__TEXTE SOURCE__
Dans le projet d’une société basée sur l’égalité, la solidarité, l’ouverture et le respect, l’école tient incontestablement une place centrale. Lieu incontournable de l’apprentissage du « vivre ensemble » et de l’acquisition des savoirs et compétences nécessaires à l’autonomie et l’émancipation de chacun, l’école reste, par delà les crises, les questionnements et les changements qui la traversent, une institution sociale et démocratique fondamentale. Les enjeux sont considérables. Si l’égalité d’accès et la « gratuité » scolaire sont théoriquement assurées, notre système scolaire n’en demeure pas moins très inégalitaire, relativement inefficace et financièrement trop lourd pour de nombreuses familles.

__EXTRAITS DE DONNÉES__
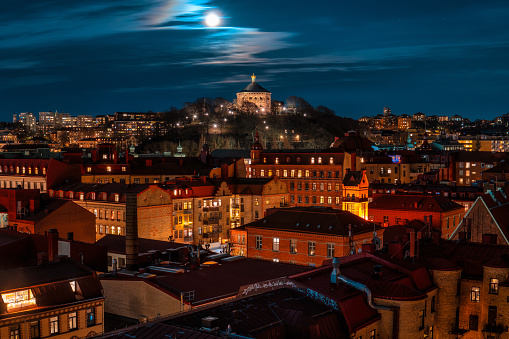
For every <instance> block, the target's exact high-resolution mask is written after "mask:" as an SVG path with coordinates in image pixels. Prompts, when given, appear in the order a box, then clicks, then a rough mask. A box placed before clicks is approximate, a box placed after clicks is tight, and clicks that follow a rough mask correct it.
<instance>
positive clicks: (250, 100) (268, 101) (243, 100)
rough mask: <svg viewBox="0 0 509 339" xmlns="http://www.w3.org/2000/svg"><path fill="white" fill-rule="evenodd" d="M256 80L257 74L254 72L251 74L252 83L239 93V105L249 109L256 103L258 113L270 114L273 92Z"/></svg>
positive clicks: (239, 108) (243, 89)
mask: <svg viewBox="0 0 509 339" xmlns="http://www.w3.org/2000/svg"><path fill="white" fill-rule="evenodd" d="M255 80H256V76H255V75H254V73H253V75H252V76H251V83H250V84H249V85H247V86H246V87H245V88H244V89H243V90H242V91H240V92H238V93H237V107H238V108H239V109H249V108H250V107H249V106H251V104H254V105H256V107H257V113H259V114H269V113H270V109H271V94H272V93H270V92H269V91H267V90H266V89H265V88H263V87H262V86H260V85H258V84H257V83H256V82H255ZM252 108H254V107H252Z"/></svg>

__MISE EN PRATIQUE__
**a.** Recopiez fidèlement le passage du texte sur l'école allant de « Dans le projet » jusqu'à « de nombreuses familles. ».
**b.** D'après le texte sur l'école, quels défauts sont reprochés au système scolaire malgré l'égalité d'accès et la gratuité théoriquement assurées ?
**c.** Traduisez en anglais la phrase suivante du texte sur l'école : « Dans le projet d'une société basée sur l'égalité, la solidarité, l'ouverture et le respect, l'école tient incontestablement une place centrale. »
Les enregistrements constituent un matériau distinct du texte sur l'école.

__RÉPONSES PAR TÂCHE__
**a.**
Dans le projet d’une société basée sur l’égalité, la solidarité, l’ouverture et le respect, l’école tient incontestablement une place centrale. Lieu incontournable de l’apprentissage du « vivre ensemble » et de l’acquisition des savoirs et compétences nécessaires à l’autonomie et l’émancipation de chacun, l’école reste, par delà les crises, les questionnements et les changements qui la traversent, une institution sociale et démocratique fondamentale. Les enjeux sont considérables. Si l’égalité d’accès et la « gratuité » scolaire sont théoriquement assurées, notre système scolaire n’en demeure pas moins très inégalitaire, relativement inefficace et financièrement trop lourd pour de nombreuses familles.

**b.** Il demeure très inégalitaire, relativement inefficace et financièrement trop lourd pour de nombreuses familles.

**c.** In the project of a society based on equality, solidarity, openness and respect, school unquestionably holds a central place.